▼
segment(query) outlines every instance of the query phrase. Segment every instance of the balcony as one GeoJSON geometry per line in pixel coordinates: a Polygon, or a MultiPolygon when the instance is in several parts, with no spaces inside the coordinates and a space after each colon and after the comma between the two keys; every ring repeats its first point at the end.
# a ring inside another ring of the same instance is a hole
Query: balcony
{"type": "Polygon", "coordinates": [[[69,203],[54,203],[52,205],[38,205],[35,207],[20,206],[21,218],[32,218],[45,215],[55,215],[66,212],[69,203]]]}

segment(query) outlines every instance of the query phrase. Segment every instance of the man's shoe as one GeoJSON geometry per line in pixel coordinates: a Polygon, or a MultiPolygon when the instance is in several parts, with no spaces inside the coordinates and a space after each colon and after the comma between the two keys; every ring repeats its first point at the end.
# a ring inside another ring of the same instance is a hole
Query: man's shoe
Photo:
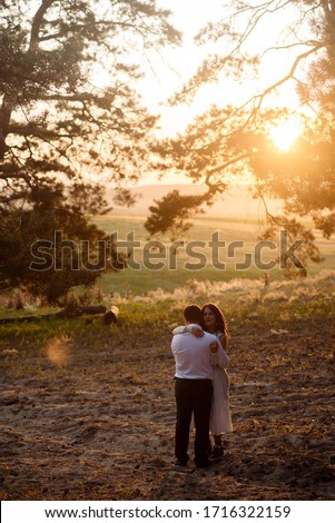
▲
* Task goal *
Rewrite the items above, replacing "pixel coordinates" with "image coordinates" and keeping everything else unchanged. Omit the pictures from your answer.

* Result of this exercise *
segment(query) outlines every instance of the query phrase. Segment every instance of the balcony as one GeoJSON geometry per line in image coordinates: a Polygon, or a MultiPolygon when the instance is in several parts, with no spaces inside the coordinates and a space after each colon and after the comma between the two keys; every ring repeats its first point at the end.
# a ring inside another ring of the same instance is a hole
Query: balcony
{"type": "Polygon", "coordinates": [[[69,203],[54,203],[52,205],[38,205],[35,207],[20,206],[21,218],[32,218],[45,215],[55,215],[66,212],[69,203]]]}

segment(query) outlines every instance of the query phrase. Segment every instance of the man's shoe as one GeoJSON geometry per line in image coordinates: a Polygon, or a MultiPolygon when the instance is in several parts, with no spaces inside the coordinates and a space after each colon and after the comma between the two keys; every ring repeats its first point at the end.
# a ring inside another ring of the same instance is a hole
Query: man's shoe
Photo:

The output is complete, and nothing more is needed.